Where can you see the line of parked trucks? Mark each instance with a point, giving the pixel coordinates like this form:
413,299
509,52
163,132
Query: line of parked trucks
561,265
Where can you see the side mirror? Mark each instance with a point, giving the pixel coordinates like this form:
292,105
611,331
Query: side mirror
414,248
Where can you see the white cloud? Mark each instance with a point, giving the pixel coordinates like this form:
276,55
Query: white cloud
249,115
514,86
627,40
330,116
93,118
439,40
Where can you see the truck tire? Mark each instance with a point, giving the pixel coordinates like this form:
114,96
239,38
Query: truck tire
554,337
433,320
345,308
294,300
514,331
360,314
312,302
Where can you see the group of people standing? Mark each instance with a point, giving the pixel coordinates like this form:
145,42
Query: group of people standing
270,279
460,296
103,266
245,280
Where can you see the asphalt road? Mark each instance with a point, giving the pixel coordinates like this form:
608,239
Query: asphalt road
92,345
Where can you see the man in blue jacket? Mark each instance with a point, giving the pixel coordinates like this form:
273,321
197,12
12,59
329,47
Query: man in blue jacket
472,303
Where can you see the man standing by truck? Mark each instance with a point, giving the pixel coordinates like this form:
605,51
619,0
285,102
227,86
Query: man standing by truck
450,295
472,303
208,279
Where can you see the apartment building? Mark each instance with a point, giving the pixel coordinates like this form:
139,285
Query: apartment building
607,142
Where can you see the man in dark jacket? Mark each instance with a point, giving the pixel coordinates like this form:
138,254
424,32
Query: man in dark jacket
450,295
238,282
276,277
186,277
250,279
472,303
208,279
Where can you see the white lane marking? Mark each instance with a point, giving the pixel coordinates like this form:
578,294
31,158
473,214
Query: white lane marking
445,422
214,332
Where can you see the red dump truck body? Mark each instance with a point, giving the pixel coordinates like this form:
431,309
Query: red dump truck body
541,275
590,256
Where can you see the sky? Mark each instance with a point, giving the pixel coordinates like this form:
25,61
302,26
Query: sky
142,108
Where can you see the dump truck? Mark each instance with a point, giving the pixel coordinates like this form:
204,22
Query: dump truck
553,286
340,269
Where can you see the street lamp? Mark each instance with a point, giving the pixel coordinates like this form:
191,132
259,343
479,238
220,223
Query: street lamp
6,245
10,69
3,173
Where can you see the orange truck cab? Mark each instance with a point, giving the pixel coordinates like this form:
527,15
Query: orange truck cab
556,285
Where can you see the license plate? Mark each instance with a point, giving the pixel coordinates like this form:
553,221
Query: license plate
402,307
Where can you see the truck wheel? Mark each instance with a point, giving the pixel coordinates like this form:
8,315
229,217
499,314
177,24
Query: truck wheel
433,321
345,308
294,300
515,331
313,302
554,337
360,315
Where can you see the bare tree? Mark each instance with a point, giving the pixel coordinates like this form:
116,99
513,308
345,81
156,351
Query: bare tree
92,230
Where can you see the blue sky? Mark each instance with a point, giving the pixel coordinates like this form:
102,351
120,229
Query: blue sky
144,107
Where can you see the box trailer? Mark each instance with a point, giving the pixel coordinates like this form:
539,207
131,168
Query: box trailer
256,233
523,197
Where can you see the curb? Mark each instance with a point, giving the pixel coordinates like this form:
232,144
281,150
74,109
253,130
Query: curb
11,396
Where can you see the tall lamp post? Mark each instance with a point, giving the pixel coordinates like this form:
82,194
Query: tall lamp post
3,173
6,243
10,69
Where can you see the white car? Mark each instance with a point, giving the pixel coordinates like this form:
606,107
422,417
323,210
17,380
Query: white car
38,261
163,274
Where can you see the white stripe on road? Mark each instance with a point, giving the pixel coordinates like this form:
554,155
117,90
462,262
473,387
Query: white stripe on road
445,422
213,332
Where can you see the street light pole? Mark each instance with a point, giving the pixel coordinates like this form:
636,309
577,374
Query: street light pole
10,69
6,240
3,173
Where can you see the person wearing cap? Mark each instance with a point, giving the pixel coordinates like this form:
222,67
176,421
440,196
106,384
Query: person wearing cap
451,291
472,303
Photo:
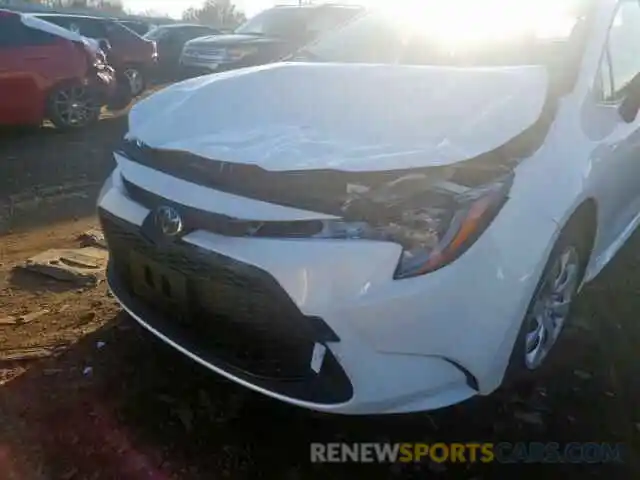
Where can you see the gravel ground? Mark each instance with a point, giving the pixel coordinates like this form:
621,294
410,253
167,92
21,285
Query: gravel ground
111,403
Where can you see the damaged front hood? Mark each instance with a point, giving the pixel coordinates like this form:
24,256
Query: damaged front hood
346,117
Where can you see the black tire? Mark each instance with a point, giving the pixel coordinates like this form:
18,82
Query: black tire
137,86
72,107
518,370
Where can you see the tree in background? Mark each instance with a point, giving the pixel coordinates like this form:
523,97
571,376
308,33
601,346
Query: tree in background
216,13
110,6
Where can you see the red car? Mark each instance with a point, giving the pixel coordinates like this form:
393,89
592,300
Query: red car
131,55
47,72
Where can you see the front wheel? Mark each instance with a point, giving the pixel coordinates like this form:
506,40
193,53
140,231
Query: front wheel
72,107
136,80
550,308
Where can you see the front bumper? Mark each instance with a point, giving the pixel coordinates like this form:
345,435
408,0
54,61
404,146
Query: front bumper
402,346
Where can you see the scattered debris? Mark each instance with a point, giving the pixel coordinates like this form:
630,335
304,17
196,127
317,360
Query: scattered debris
186,417
582,375
85,266
29,353
92,238
532,418
87,317
70,474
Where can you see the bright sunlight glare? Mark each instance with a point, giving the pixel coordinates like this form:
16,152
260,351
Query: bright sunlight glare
457,23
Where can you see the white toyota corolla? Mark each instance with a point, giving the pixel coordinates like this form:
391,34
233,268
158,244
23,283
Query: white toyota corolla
392,221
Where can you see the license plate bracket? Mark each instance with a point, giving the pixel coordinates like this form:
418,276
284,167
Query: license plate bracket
157,283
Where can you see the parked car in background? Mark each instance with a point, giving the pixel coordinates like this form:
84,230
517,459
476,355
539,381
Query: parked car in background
47,72
170,40
133,57
141,28
267,37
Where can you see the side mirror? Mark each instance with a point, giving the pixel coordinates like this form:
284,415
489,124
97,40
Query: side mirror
630,104
104,45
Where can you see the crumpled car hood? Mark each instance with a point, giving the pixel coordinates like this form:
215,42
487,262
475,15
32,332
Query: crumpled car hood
346,117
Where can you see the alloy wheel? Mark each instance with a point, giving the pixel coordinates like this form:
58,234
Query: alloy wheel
74,106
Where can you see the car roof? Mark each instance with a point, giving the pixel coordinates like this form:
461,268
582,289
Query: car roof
185,25
313,6
68,15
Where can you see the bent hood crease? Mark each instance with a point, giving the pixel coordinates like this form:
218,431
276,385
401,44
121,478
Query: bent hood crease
295,116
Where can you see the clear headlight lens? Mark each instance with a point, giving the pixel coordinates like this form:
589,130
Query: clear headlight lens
234,54
433,234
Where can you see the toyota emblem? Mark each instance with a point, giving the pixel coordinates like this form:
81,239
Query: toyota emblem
168,221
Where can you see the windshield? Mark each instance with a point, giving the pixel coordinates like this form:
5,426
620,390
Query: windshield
446,35
155,34
277,22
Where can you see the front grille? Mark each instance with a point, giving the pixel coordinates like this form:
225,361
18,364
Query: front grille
236,312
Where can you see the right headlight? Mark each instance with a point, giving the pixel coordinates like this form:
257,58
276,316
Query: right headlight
434,227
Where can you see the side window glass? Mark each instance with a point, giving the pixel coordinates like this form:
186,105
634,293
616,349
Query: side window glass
91,28
11,33
624,47
34,37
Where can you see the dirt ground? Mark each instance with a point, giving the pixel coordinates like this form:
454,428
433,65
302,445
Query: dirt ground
107,401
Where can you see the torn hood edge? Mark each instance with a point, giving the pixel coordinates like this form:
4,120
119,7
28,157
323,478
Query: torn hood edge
146,122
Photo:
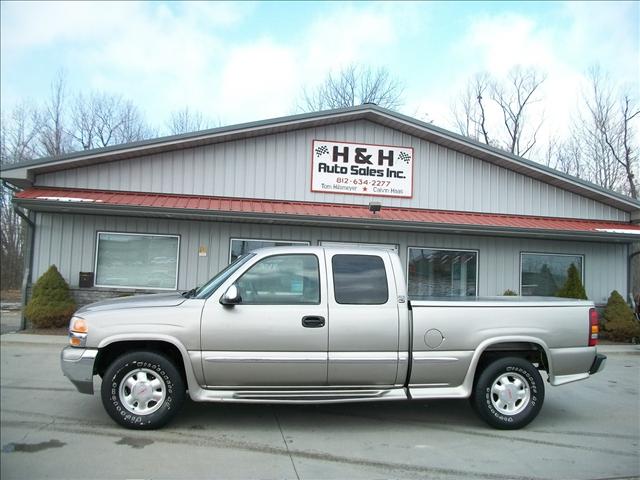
========================================
- YOUR INSTRUCTIONS
Could you write out the records again, from the line with "Where can you see the side window" up to and including the last line of the records, with the requests included? Shift every pixel coordinate in the answers by -61, keep the sample coordinates in the requests as they are, and leave the pictures out.

- EXERCISE OUTPUT
Where can you see the side window glass? Mark each instance with a point, giving the pixel coordinates like this form:
186,105
634,293
616,349
Query: side window glass
30,-33
-50,-28
563,-14
-27,-24
Where can you see the dirt ground? Mark each instance with a point, giving the pixel coordinates like this form:
454,428
433,65
302,445
Query: dirt ground
46,340
Where can you see the torn hood edge? Mark each instance with a point, giving the pixel coordinates like this form:
4,120
119,7
28,157
323,478
Query: torn hood edge
85,61
Photo:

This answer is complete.